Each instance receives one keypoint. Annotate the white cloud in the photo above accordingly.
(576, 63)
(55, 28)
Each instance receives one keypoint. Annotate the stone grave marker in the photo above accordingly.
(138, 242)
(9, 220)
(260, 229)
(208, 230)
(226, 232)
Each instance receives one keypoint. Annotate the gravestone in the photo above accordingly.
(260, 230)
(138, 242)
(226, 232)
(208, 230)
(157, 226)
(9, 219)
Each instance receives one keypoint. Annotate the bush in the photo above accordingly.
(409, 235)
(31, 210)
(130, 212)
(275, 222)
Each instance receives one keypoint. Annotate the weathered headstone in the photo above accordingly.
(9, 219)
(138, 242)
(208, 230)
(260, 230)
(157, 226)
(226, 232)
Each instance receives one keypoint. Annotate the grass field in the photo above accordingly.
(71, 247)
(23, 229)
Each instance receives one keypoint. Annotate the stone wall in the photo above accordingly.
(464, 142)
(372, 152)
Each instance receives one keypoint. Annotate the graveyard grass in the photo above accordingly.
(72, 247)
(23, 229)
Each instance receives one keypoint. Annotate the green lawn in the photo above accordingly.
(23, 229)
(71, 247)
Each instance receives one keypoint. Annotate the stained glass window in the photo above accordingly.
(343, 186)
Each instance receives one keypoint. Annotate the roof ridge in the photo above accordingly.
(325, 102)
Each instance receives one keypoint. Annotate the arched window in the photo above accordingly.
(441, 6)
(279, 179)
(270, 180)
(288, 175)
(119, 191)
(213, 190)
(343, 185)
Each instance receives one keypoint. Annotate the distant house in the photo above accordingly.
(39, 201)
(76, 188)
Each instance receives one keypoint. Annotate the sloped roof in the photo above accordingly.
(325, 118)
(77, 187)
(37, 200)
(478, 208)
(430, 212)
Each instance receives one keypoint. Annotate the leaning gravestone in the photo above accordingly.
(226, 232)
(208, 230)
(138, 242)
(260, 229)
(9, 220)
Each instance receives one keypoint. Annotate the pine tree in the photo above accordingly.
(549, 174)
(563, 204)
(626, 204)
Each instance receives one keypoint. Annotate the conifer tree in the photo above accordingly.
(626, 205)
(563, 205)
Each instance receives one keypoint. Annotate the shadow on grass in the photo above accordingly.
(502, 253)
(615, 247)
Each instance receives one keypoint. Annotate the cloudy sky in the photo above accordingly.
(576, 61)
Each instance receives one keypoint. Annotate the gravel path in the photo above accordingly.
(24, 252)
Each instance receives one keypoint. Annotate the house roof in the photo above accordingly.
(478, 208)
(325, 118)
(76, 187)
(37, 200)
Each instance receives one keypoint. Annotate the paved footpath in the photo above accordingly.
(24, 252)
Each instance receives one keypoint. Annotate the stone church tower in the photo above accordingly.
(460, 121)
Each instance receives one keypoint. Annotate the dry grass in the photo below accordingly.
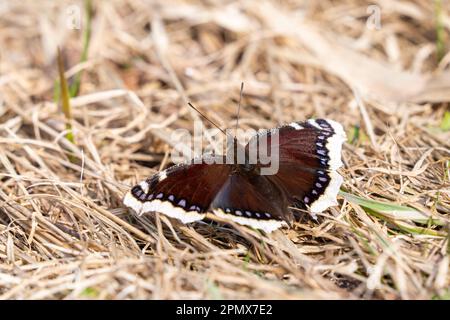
(63, 230)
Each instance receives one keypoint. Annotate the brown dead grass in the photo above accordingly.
(65, 234)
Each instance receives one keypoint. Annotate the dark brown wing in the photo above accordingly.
(251, 200)
(183, 191)
(309, 154)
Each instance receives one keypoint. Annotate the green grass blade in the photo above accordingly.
(75, 87)
(65, 98)
(440, 32)
(392, 211)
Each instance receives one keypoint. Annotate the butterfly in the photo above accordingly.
(309, 155)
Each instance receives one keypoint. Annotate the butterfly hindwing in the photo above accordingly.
(184, 191)
(309, 154)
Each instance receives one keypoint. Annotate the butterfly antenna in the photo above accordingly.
(206, 118)
(239, 109)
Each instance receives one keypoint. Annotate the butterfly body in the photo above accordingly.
(308, 154)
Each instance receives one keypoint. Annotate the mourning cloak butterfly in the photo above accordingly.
(309, 155)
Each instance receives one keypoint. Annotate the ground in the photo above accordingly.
(380, 68)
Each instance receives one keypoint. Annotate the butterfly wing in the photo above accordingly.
(183, 191)
(309, 155)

--------------------------------

*INSTRUCTION:* Restate every entry above word for word, without the pictures.

*EXERCISE RESPONSE:*
Each instance receives one keypoint. Annotate the white cloud in the photo above accordingly.
(576, 63)
(55, 28)
Each instance receives one keypoint. Annotate the stone grave marker in the photo above accordingly.
(138, 242)
(9, 220)
(260, 229)
(208, 230)
(226, 232)
Each instance receives one keypoint. Annotate the gravestone in the photo above accordingly.
(260, 230)
(138, 242)
(226, 232)
(208, 230)
(157, 226)
(9, 219)
Each instance receives one keypoint. Annotate the bush in the photo above accordingly.
(409, 235)
(31, 210)
(130, 212)
(275, 222)
Each instance receives one keypoint. Annotate the weathered headstone in the photo above accordingly.
(9, 219)
(138, 242)
(208, 230)
(260, 230)
(157, 226)
(226, 232)
Each instance receives one keypoint. Annotate the grass field in the photo above accordingly.
(71, 247)
(23, 229)
Each instance receives one keypoint. Annotate the stone wall in the photo above accordingly.
(464, 142)
(372, 152)
Each instance receives one keypoint. Annotate the graveyard grass in the photo above accordingly.
(72, 247)
(23, 229)
Each instance receives one keypoint. Annotate the green lawn in the photo above accordingly.
(23, 229)
(71, 247)
Each instance receives one keypoint. Annotate the stained glass window in the photo above accordingly.
(343, 186)
Each instance receives one keypoint. Annotate the roof ridge in the photo above accordingly.
(325, 102)
Each instance receives one keypoint. Annotate the arched window in the photo above accordingly.
(441, 6)
(279, 179)
(270, 180)
(288, 175)
(119, 191)
(213, 190)
(343, 185)
Each instance receives one keypoint. Annotate the distant house in the photo above accordingly.
(39, 201)
(76, 188)
Each instance receives one keypoint. Annotate the sloped roof in the photo above accordingly.
(325, 118)
(77, 187)
(37, 200)
(478, 208)
(430, 212)
Each instance receives one keypoint. Annotate the leaning gravestone in the photo above accordingly.
(226, 232)
(208, 230)
(138, 242)
(260, 229)
(9, 220)
Each instance receives one keypoint. Annotate the pine tree in the photo above accordingly.
(549, 174)
(563, 204)
(626, 204)
Each instance receives one keypoint. Annotate the conifer tree in the photo above accordingly.
(626, 205)
(563, 205)
Each instance receives one keypoint. Annotate the shadow on grass in the photo above accordingly.
(502, 253)
(615, 247)
Each instance receives one keypoint. Annotate the cloudy sky in the photo above accordingly.
(576, 61)
Each instance receives one keypoint. Annotate the gravel path in the photo above accordingly.
(24, 252)
Each instance receives one keypoint. Annotate the house roof in the photo above accordingly.
(478, 208)
(325, 118)
(76, 187)
(37, 200)
Each instance receives one keypoint. Annotate the paved footpath in the photo above accordingly.
(24, 252)
Each instance receives one keypoint. Annotate the stone church tower in the photo above accordingly.
(460, 121)
Each instance receives one keypoint. Annotate the dry grass in the photo below accordingly.
(63, 230)
Each instance receives one keypoint. Annotate the brown dead grass in the photo above accordingly.
(65, 234)
Each instance receives one keypoint. Annotate the dark brown wing in the photo above accordingly.
(251, 200)
(183, 191)
(309, 154)
Each instance receives one keypoint. Annotate the green grass blade in the photo above accordingly.
(75, 87)
(65, 98)
(440, 32)
(392, 211)
Each instance receives one keypoint. Annotate the butterfly in the photo above accordingly.
(309, 155)
Each instance receives one keypoint. Annotate the butterfly hindwing in the photo above accordingly.
(184, 191)
(309, 154)
Each instance receives one keypoint. Annotate the butterfly antenna in the photo above accordingly.
(206, 118)
(239, 109)
Each instance receives one keypoint. Annotate the butterfly body in the photo above accordingly.
(308, 154)
Each instance receives one keypoint. Annotate the mourning cloak butterfly in the photo above accordingly.
(309, 155)
Each instance receives one keypoint. Annotate the ground in the photo above accordingly.
(380, 68)
Each instance receives one keypoint. Annotate the butterfly wing in the photo above accordingly.
(183, 191)
(309, 155)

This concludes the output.